→ **WORK ORDER**:
Every single line below has to be printed once more, exactly.

→ **THE INPUT**:
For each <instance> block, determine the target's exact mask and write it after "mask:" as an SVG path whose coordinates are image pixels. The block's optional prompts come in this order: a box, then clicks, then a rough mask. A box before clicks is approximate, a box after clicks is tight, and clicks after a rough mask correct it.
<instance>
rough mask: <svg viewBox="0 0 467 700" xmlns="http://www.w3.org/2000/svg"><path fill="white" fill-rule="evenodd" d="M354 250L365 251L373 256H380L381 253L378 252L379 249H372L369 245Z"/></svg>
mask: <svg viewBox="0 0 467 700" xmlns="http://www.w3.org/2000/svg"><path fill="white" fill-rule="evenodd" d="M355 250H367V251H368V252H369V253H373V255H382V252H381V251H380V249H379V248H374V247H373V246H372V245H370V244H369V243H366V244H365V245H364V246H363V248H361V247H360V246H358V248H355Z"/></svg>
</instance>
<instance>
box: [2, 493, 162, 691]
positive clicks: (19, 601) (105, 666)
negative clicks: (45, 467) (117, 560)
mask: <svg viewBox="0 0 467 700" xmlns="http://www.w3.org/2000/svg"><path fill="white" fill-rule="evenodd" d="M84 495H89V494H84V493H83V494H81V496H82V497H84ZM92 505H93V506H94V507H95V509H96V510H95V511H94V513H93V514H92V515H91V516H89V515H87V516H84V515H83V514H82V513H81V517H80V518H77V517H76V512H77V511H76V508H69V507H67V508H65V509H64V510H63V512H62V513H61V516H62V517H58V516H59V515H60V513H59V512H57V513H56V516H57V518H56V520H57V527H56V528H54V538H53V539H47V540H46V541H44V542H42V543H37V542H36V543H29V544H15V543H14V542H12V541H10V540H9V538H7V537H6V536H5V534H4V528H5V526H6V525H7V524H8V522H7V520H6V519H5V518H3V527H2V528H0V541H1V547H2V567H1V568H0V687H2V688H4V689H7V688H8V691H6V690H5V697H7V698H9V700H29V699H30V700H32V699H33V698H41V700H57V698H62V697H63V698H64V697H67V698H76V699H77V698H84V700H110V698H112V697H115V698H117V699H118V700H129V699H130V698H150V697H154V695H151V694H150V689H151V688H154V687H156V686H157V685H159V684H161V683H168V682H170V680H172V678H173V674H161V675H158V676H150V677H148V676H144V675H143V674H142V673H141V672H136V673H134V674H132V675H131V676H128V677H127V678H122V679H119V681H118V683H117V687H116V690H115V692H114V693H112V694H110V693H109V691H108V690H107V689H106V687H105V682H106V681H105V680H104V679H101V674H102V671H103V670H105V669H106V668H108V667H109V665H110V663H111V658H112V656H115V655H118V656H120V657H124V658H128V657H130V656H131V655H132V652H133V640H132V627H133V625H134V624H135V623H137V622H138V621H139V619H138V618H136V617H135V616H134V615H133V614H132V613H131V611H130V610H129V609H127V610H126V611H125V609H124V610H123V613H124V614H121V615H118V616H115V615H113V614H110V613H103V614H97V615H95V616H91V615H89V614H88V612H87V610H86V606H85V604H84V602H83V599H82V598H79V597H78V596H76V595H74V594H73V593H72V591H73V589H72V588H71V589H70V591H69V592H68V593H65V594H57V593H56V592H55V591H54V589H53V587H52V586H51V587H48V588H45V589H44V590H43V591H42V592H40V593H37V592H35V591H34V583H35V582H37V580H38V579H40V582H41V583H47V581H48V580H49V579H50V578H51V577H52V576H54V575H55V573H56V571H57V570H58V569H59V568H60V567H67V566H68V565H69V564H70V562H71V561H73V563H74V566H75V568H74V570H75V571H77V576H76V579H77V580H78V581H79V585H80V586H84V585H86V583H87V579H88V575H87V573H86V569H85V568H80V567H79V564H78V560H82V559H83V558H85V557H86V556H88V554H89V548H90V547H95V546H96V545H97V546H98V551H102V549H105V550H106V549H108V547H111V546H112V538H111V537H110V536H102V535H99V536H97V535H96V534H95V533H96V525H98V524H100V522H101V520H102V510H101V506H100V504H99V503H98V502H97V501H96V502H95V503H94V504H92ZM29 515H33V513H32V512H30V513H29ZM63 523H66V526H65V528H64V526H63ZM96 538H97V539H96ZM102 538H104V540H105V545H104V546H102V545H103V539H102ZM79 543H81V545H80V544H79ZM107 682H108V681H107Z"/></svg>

→ **SOLUTION TO THE PROBLEM**:
For each <instance> block, determine the target's exact mask and write it after "mask:" as an SVG path whose coordinates are image pixels. The block's optional prompts come in this order: a box, then clicks, then a rough mask. A box before clicks is approximate, a box after clicks is tight, and clicks after a rough mask correct it.
<instance>
rough mask: <svg viewBox="0 0 467 700" xmlns="http://www.w3.org/2000/svg"><path fill="white" fill-rule="evenodd" d="M354 250L365 251L373 256H380L381 253L378 252L379 249H372L369 245Z"/></svg>
mask: <svg viewBox="0 0 467 700" xmlns="http://www.w3.org/2000/svg"><path fill="white" fill-rule="evenodd" d="M355 250H367V251H368V252H369V253H373V255H382V252H381V251H380V249H379V248H374V247H373V246H372V245H370V244H369V243H366V244H365V245H364V246H363V248H361V247H360V246H358V248H355Z"/></svg>
</instance>
<instance>
box: [2, 493, 162, 691]
positive clicks: (19, 601) (105, 666)
negative clicks: (45, 467) (117, 560)
mask: <svg viewBox="0 0 467 700" xmlns="http://www.w3.org/2000/svg"><path fill="white" fill-rule="evenodd" d="M84 495H89V494H84V493H83V494H81V496H82V497H84ZM92 505H93V506H94V507H95V509H96V510H95V511H94V513H93V514H92V515H91V516H89V515H87V516H84V515H83V514H82V513H81V517H80V518H77V517H76V512H77V511H76V508H69V507H67V508H65V509H64V510H63V512H62V513H61V516H62V517H58V516H59V515H60V513H59V512H57V513H56V516H57V518H56V520H57V527H56V528H54V538H53V539H47V540H46V541H44V542H42V543H37V542H36V543H29V544H15V543H14V542H12V541H10V540H9V538H7V537H6V536H5V534H4V528H5V526H6V525H7V524H8V522H7V520H6V519H5V518H3V527H2V528H0V541H1V547H2V567H1V568H0V687H2V688H4V689H7V688H8V691H6V690H5V697H7V698H9V700H29V699H30V700H32V699H33V698H41V700H57V698H62V697H63V698H64V697H67V698H76V699H77V698H84V700H110V698H112V697H115V698H117V699H118V700H129V699H130V698H150V697H154V695H151V694H150V689H151V688H154V687H156V686H157V685H159V684H161V683H168V682H170V680H172V678H173V674H161V675H158V676H150V677H148V676H144V675H143V674H142V673H141V672H136V673H134V674H132V675H131V676H128V677H127V678H122V679H119V681H118V683H117V687H116V690H115V692H114V693H112V694H110V693H109V691H108V690H107V689H106V687H105V682H106V681H105V680H104V679H101V674H102V671H103V670H105V669H106V668H108V667H109V665H110V663H111V658H112V656H115V655H118V656H120V657H124V658H128V657H130V656H131V655H132V652H133V640H132V627H133V625H134V624H135V623H137V622H138V621H139V619H138V618H136V617H135V616H134V615H133V614H132V613H131V611H130V610H129V609H127V610H126V611H125V609H124V610H123V613H124V614H121V615H118V616H115V615H113V614H110V613H103V614H97V615H95V616H91V615H89V614H88V612H87V610H86V606H85V604H84V602H83V599H82V598H79V597H78V596H76V595H74V594H73V593H72V591H73V589H72V588H71V589H70V591H69V592H68V593H65V594H57V593H56V592H55V591H54V589H53V587H52V586H51V587H48V588H45V589H44V590H43V591H42V592H40V593H37V592H35V591H34V583H35V582H37V580H38V579H40V582H41V583H47V581H48V580H49V579H50V578H51V577H52V576H54V575H55V573H56V571H57V570H58V569H59V568H60V567H67V566H68V565H69V564H70V562H71V561H73V563H74V566H75V568H74V570H75V571H77V576H76V579H77V580H78V581H79V585H80V586H84V585H86V583H87V579H88V575H87V573H86V569H85V568H80V567H79V564H78V560H82V559H83V558H85V557H86V556H88V554H89V548H90V547H95V546H96V545H97V546H98V551H102V549H105V550H106V549H108V547H111V546H112V538H111V537H110V536H102V535H99V536H97V535H96V534H95V533H96V525H98V524H100V522H101V520H102V510H101V506H100V504H99V503H98V502H97V501H96V502H95V503H94V504H92ZM29 515H33V513H32V512H30V513H29ZM63 523H66V526H65V528H64V526H63ZM96 538H97V539H96ZM102 538H104V540H105V545H104V546H102V545H103V539H102ZM79 543H81V545H80V544H79ZM107 682H108V681H107Z"/></svg>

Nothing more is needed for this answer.